_Required action 1_
In the news article on the Georgia House budget, how much additional money goes to the Georgia Department of Behavioral Health and Developmental Disabilities?
_Required action 2_
Please recast the paragraph of the news article on the Georgia House budget that begins "The spending plan restores" as a short bulleted list that keeps its main facts.

_Document excerpt_
ATLANTA - Friday, the Georgia House of Representatives approved a $27.2 billion budget for the upcoming year.
The spending plan restores some of the cuts made during last year's economic uncertainty including $567 million for Georgia's K -12 public schools and $138 million for higher education.
House Speaker David Ralston, R-Blue Ridge, was particularly pleased with the additional $58 million for the Georgia Department of Behavioral Health and Developmental Disabilities.
"This is an issue that touches every Georgia family and matters greatly to Georgians," Speaker Ralston said.
Georgia House Speaker David Ralston, R-Blue Ridge, discusses the passage of the state's budget on March 5, 2021. (FOX 5)
That money will go to funding a behavioral health crisis center for people with intellectual and developmental disabilities, mental health services, addiction services, and the suicide prevention hotline.
"Part of our work is to remove the stigma from seeking help for behavioral health or developmental disability services," said Speaker Ralston. "It is nothing to be ashamed of and it is nothing to hide from."

_Information provided_
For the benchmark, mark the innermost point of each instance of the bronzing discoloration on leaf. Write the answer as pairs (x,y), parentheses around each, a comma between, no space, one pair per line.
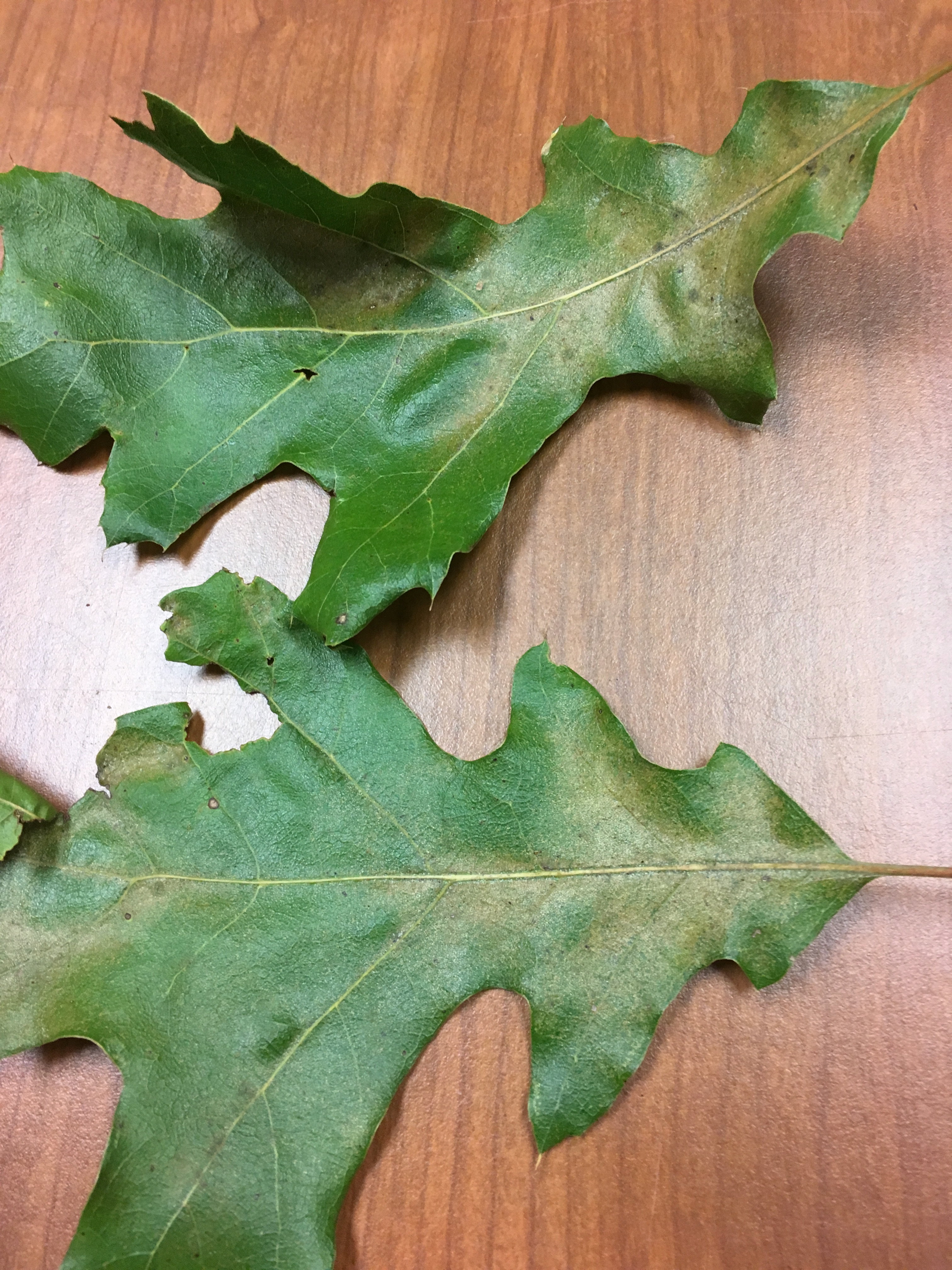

_Task result 1_
$58 million.

_Task result 2_
- Restores some of the cuts made during last year's economic uncertainty
- $567 million for Georgia's K-12 public schools
- $138 million for higher education